— WHAT TO PRODUCE —
Could you return each line of the material that has "person" in it?

*** Begin section ***

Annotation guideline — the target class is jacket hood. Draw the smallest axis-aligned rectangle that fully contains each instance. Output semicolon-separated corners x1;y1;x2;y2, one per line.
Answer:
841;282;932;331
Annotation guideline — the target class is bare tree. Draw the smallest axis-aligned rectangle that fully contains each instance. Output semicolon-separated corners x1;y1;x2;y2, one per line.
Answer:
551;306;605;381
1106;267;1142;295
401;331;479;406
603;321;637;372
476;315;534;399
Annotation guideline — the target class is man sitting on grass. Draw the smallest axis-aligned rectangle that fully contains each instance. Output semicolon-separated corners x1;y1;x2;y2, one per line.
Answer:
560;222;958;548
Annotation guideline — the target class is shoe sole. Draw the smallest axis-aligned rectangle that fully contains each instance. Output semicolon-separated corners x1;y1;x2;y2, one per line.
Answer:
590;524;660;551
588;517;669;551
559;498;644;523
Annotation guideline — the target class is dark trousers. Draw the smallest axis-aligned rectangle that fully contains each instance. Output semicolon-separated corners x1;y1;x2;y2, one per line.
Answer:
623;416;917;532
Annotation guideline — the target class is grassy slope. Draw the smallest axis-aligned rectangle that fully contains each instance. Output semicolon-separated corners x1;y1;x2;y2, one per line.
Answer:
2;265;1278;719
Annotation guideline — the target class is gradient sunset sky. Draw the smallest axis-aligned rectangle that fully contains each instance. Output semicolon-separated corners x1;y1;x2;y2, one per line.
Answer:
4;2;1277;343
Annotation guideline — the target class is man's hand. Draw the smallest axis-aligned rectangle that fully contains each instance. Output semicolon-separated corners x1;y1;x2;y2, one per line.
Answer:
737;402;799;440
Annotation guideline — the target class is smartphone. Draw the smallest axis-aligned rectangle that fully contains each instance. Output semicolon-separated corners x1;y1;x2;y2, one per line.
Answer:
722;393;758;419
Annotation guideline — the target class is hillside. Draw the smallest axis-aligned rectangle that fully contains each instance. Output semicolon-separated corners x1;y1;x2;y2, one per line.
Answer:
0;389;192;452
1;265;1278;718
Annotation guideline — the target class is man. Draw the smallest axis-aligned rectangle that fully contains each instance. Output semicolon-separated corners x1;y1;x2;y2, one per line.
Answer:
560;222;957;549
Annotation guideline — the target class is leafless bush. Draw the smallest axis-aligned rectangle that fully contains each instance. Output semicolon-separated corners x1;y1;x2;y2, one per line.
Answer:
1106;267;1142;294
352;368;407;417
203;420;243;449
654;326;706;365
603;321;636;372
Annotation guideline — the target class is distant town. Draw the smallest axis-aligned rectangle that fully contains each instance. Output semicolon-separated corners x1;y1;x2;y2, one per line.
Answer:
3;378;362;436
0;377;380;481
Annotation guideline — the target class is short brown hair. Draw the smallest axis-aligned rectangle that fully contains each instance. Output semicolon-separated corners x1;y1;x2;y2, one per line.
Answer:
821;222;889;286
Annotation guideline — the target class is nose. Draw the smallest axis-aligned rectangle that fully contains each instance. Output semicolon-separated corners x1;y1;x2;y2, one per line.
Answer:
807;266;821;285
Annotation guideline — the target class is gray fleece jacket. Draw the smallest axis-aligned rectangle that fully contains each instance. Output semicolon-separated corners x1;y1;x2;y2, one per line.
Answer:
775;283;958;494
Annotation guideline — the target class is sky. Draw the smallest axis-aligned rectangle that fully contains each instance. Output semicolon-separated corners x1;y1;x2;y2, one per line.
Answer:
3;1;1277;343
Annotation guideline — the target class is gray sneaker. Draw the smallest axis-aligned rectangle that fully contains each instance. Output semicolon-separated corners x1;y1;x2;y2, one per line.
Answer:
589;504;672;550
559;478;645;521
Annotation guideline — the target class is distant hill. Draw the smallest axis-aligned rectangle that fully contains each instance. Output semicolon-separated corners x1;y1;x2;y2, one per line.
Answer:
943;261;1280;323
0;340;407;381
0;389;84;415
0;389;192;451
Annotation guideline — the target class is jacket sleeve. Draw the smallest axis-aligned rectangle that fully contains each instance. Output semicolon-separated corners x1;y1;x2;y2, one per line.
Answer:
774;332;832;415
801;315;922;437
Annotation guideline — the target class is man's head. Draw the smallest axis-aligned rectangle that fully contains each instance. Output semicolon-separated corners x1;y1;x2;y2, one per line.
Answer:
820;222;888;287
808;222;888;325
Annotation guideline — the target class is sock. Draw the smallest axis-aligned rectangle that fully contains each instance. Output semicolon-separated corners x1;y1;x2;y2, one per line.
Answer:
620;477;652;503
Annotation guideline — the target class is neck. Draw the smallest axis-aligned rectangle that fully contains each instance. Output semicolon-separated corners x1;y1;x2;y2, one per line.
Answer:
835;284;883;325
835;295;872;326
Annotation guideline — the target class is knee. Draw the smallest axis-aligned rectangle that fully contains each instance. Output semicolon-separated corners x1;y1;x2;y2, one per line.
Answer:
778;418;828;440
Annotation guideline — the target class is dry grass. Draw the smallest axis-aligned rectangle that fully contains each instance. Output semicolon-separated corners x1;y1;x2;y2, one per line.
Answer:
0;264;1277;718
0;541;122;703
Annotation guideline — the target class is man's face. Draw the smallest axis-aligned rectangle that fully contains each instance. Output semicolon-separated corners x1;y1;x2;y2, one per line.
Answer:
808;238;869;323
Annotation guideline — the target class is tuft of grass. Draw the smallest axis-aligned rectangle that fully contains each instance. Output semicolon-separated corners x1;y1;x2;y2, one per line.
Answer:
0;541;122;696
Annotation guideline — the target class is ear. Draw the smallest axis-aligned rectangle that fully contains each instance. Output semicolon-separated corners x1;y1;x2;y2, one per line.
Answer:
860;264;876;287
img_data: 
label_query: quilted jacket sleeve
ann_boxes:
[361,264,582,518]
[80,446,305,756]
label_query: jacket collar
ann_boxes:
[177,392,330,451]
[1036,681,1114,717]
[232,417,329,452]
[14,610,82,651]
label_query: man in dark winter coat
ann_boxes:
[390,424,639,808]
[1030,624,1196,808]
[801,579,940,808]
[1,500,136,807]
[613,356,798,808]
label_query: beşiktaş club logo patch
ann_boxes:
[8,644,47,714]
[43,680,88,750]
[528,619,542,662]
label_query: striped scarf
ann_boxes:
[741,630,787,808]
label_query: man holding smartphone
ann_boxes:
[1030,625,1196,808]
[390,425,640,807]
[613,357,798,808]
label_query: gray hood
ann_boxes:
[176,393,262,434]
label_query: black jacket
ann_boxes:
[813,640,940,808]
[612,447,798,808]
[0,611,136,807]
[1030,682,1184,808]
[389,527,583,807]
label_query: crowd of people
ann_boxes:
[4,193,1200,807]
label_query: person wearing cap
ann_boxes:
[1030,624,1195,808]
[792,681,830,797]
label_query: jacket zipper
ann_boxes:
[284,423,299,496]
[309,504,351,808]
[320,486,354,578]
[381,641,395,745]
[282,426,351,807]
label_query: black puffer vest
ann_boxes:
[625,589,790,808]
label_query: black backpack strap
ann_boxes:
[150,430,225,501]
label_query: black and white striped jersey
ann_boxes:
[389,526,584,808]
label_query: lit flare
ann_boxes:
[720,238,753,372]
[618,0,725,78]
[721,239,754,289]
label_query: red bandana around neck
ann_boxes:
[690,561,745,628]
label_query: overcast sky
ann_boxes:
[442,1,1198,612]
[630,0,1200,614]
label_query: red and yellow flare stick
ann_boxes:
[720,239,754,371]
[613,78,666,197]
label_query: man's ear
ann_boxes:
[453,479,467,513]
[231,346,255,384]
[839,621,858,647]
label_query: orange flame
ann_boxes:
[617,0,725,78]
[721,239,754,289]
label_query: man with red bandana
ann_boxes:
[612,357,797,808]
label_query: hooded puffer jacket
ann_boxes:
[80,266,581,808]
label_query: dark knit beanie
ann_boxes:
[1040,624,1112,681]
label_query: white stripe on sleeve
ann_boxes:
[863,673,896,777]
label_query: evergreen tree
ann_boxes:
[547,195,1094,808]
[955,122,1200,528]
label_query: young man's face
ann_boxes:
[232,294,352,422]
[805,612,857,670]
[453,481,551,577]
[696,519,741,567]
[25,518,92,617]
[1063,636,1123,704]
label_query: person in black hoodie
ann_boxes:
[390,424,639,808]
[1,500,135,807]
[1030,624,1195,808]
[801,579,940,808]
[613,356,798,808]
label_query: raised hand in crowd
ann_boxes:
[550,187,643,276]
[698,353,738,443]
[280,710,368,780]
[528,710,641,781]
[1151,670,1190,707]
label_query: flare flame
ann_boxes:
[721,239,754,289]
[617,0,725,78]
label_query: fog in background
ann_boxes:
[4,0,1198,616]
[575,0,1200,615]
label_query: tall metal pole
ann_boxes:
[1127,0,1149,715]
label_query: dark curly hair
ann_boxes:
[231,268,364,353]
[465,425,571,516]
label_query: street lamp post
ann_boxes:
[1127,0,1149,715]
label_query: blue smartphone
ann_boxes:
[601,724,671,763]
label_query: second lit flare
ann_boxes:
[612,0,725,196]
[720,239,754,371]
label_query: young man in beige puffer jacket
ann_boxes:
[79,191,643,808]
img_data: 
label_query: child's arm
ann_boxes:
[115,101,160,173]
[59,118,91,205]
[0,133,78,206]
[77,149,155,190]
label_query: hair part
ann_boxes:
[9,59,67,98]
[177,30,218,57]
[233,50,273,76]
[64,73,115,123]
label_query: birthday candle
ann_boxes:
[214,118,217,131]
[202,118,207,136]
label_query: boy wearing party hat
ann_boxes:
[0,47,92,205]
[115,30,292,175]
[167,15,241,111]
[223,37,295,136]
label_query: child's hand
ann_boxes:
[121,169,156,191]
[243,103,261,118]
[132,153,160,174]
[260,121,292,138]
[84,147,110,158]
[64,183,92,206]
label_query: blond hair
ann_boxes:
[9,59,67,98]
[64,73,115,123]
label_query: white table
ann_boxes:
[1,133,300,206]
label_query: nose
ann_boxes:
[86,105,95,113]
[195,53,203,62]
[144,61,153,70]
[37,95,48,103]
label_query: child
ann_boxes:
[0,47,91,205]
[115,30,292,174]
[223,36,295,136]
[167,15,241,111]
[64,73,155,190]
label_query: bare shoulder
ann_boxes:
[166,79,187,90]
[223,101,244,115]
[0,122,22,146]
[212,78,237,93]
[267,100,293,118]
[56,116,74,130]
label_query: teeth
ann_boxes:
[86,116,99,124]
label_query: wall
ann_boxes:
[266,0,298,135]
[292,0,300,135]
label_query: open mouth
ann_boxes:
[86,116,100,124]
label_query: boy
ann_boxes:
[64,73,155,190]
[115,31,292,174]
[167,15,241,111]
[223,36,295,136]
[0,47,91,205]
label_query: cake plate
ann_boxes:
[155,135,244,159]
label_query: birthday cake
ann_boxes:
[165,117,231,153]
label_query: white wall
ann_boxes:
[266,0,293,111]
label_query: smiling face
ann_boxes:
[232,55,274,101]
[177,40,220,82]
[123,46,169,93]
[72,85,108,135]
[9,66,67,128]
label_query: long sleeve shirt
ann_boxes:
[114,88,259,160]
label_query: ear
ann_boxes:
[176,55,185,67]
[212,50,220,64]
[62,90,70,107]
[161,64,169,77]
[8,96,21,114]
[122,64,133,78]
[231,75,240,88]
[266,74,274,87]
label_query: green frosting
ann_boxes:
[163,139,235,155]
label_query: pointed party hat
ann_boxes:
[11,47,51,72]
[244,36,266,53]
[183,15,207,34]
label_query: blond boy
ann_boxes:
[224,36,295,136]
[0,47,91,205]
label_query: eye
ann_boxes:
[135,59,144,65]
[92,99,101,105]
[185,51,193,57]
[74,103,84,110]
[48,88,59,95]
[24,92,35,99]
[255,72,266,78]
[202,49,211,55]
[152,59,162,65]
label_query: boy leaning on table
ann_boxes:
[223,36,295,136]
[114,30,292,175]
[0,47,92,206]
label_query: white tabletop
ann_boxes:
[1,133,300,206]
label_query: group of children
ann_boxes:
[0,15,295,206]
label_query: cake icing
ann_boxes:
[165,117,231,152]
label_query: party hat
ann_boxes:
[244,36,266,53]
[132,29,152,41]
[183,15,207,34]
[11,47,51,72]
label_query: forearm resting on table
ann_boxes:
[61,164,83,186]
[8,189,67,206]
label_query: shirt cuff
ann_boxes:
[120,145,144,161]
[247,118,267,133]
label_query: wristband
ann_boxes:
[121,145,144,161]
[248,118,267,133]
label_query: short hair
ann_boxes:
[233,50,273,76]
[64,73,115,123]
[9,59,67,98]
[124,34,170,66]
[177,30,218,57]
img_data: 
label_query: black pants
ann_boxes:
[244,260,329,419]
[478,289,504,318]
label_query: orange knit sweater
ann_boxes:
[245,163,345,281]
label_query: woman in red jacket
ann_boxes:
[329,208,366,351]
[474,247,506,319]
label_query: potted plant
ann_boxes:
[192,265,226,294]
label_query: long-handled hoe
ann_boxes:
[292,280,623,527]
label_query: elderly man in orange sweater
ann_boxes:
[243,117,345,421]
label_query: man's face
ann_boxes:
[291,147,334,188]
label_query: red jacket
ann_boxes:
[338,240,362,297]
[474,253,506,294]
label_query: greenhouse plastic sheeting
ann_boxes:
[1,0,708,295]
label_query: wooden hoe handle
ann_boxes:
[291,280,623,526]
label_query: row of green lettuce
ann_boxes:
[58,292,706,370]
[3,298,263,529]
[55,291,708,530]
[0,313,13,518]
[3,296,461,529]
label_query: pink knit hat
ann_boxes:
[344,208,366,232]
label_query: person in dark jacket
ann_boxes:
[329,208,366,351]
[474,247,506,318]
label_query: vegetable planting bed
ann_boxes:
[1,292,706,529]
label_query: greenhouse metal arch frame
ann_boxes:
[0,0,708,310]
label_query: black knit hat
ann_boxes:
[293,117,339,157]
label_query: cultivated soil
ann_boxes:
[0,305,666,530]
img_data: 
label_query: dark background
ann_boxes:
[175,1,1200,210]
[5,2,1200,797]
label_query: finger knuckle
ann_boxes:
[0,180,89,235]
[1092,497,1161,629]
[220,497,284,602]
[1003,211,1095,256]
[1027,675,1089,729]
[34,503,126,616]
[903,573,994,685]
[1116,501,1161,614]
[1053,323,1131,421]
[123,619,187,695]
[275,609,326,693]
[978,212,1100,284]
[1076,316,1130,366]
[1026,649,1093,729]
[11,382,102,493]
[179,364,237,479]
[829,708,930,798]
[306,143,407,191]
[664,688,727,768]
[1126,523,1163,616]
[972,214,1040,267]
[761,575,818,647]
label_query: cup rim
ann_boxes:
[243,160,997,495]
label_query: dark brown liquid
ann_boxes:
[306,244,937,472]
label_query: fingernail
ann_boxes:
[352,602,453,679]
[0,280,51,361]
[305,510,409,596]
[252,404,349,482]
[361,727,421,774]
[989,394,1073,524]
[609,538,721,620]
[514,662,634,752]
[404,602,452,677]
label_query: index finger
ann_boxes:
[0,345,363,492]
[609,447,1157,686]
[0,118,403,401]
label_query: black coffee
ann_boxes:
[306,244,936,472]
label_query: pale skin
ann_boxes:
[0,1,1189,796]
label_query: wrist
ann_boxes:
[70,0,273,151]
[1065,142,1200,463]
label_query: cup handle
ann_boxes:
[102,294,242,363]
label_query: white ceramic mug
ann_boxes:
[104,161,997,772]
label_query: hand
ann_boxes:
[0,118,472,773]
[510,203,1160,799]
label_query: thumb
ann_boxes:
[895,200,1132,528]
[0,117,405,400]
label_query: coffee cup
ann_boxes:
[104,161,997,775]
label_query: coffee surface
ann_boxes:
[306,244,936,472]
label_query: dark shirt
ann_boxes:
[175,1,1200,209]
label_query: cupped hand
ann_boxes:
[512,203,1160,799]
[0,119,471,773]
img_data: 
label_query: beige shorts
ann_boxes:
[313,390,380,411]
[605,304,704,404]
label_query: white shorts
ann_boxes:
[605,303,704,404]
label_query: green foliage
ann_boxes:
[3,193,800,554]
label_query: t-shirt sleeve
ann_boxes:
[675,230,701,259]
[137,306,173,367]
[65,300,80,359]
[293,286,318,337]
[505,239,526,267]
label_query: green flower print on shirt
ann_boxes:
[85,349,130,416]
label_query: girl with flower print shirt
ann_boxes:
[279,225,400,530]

*** End section ***

— WRITTEN ANSWER —
label_query: person wearing cap
label_query: person in black hoodie
label_query: person in dark jacket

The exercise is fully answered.